▶ WRITTEN PROBLEM
Only the lines from the one containing "Return one point per instance of the flower head" to the end of the records belong in the output; print them exactly.

━━ INPUT ROWS

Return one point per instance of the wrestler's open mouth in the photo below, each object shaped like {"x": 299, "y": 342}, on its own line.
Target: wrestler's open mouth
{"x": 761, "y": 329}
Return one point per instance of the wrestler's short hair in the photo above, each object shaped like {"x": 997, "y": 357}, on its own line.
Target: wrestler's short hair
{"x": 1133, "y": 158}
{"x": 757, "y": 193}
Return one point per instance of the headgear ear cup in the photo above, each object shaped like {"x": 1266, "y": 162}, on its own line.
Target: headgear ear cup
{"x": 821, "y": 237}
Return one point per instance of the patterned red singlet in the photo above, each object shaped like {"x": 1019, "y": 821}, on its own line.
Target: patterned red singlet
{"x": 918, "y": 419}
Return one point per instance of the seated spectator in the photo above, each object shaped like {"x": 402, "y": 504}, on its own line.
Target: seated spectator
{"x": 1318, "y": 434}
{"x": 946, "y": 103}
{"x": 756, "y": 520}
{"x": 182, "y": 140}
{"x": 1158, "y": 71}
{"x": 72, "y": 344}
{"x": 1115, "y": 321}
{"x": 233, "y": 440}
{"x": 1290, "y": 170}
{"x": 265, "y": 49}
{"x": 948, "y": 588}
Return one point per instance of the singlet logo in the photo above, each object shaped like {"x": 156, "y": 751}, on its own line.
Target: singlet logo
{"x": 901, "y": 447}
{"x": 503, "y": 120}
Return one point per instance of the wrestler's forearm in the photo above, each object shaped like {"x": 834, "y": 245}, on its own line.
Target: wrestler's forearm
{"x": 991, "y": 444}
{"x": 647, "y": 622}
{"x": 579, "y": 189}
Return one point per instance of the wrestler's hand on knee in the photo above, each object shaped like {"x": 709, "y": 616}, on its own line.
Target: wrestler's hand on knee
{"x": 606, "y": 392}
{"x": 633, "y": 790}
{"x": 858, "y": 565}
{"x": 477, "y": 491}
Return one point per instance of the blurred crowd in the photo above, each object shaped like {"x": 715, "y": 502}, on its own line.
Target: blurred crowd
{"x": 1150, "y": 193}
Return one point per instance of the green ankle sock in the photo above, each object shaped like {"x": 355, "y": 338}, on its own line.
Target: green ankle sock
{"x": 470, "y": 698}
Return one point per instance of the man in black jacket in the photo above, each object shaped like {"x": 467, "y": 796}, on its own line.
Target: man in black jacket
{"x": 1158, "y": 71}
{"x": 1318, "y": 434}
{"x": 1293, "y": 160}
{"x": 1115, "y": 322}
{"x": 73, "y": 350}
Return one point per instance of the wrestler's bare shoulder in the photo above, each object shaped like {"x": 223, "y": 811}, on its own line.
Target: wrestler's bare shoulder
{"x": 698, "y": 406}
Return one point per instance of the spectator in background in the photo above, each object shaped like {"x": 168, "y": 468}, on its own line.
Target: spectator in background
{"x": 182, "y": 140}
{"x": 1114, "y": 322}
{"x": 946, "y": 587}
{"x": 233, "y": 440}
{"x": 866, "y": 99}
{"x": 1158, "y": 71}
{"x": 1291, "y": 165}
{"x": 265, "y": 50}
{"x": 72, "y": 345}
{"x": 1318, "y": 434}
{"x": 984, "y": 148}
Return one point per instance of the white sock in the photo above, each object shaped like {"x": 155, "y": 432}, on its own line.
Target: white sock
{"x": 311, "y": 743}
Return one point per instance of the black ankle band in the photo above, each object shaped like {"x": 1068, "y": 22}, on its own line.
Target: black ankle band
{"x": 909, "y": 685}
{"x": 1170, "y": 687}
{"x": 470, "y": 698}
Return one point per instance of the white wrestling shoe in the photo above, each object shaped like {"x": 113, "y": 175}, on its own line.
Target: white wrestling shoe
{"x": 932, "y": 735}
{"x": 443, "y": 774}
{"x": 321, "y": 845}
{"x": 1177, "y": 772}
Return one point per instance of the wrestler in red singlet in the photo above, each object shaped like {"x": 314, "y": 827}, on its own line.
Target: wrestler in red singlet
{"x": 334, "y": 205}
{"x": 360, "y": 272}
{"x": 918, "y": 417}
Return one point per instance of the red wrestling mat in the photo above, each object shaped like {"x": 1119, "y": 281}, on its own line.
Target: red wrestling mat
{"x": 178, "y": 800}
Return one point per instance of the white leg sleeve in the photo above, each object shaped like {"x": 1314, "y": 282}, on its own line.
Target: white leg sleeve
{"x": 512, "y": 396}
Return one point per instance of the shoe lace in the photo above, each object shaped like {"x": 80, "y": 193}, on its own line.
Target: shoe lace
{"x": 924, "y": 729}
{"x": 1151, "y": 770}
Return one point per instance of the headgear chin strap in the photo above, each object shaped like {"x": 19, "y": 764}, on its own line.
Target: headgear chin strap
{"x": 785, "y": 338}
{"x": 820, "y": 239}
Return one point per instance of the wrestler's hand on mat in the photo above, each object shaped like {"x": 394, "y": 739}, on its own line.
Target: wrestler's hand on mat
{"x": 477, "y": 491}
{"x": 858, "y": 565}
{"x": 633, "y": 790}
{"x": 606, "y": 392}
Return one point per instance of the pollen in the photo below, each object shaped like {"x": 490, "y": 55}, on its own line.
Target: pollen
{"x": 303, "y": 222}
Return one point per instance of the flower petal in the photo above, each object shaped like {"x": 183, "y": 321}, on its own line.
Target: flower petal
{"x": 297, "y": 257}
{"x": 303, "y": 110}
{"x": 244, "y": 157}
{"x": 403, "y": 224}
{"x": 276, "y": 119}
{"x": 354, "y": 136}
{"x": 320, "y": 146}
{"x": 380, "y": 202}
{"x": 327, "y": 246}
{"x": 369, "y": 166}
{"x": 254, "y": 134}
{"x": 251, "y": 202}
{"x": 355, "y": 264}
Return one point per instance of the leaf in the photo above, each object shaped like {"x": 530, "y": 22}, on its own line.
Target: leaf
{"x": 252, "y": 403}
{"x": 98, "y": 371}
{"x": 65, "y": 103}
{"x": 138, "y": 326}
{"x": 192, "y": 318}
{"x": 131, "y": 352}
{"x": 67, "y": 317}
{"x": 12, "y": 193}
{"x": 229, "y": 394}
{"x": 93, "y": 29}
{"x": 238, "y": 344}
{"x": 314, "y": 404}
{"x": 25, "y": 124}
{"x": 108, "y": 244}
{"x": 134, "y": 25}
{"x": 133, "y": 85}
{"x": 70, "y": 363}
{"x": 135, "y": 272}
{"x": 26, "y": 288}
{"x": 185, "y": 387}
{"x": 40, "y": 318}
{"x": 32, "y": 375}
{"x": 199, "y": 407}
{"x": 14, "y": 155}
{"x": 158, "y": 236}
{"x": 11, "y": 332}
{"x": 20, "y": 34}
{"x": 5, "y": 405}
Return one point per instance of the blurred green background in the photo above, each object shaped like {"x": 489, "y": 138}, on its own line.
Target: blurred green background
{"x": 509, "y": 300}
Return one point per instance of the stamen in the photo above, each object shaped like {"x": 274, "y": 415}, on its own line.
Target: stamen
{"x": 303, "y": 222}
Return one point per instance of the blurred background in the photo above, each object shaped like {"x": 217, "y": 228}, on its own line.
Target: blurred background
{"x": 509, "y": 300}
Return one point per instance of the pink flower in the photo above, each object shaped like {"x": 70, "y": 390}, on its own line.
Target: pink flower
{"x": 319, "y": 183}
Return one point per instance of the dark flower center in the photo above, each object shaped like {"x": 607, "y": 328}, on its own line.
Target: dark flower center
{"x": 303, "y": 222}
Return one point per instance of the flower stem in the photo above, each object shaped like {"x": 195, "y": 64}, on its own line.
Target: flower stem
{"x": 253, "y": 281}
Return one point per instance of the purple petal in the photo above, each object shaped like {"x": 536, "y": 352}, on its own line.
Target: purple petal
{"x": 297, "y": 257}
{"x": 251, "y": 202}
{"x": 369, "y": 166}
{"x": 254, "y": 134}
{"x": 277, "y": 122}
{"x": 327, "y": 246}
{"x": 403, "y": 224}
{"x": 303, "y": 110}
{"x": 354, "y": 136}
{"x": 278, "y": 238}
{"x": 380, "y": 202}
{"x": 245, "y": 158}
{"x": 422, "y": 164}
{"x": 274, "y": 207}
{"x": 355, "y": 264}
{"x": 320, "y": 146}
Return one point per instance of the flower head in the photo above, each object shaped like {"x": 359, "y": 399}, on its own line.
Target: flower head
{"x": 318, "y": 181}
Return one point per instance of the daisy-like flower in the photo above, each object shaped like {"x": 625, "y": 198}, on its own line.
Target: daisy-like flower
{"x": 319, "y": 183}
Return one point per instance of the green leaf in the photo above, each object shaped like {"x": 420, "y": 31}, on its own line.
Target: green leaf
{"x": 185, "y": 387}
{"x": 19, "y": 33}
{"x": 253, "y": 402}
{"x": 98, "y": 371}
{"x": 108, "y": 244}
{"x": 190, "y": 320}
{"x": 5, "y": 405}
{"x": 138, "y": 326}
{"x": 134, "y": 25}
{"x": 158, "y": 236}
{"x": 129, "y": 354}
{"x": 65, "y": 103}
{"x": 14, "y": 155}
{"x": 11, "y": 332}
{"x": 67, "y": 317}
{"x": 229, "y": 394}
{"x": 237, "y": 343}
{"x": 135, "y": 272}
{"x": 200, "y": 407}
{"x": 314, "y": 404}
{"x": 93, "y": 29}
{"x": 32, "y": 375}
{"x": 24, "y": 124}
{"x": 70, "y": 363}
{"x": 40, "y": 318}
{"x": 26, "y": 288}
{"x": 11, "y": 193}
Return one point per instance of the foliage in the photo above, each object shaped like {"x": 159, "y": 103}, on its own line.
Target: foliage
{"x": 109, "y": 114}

━━━━

▶ RESULT
Return one point per instance of the flower head in the photo above, each object shaped like {"x": 359, "y": 399}, on its own line.
Target: flower head
{"x": 318, "y": 181}
Return one point per instance of the daisy-like flower in the photo above, each object shaped like {"x": 625, "y": 198}, on its own line.
Target: daisy-like flower
{"x": 319, "y": 183}
Return one point per instance of the green leaf in the photo above, each object shaped like {"x": 420, "y": 31}, on its own line.
Target: green leaf
{"x": 185, "y": 387}
{"x": 19, "y": 33}
{"x": 253, "y": 402}
{"x": 98, "y": 371}
{"x": 108, "y": 244}
{"x": 190, "y": 320}
{"x": 5, "y": 405}
{"x": 138, "y": 326}
{"x": 134, "y": 25}
{"x": 158, "y": 236}
{"x": 129, "y": 354}
{"x": 65, "y": 103}
{"x": 14, "y": 155}
{"x": 11, "y": 332}
{"x": 67, "y": 317}
{"x": 229, "y": 394}
{"x": 237, "y": 343}
{"x": 135, "y": 272}
{"x": 200, "y": 407}
{"x": 314, "y": 404}
{"x": 93, "y": 29}
{"x": 32, "y": 375}
{"x": 24, "y": 124}
{"x": 70, "y": 363}
{"x": 40, "y": 318}
{"x": 26, "y": 288}
{"x": 11, "y": 193}
Return one point per instance of the foliage in the photo above, each object shaped like {"x": 159, "y": 103}, on its own line.
Target: foliage
{"x": 109, "y": 114}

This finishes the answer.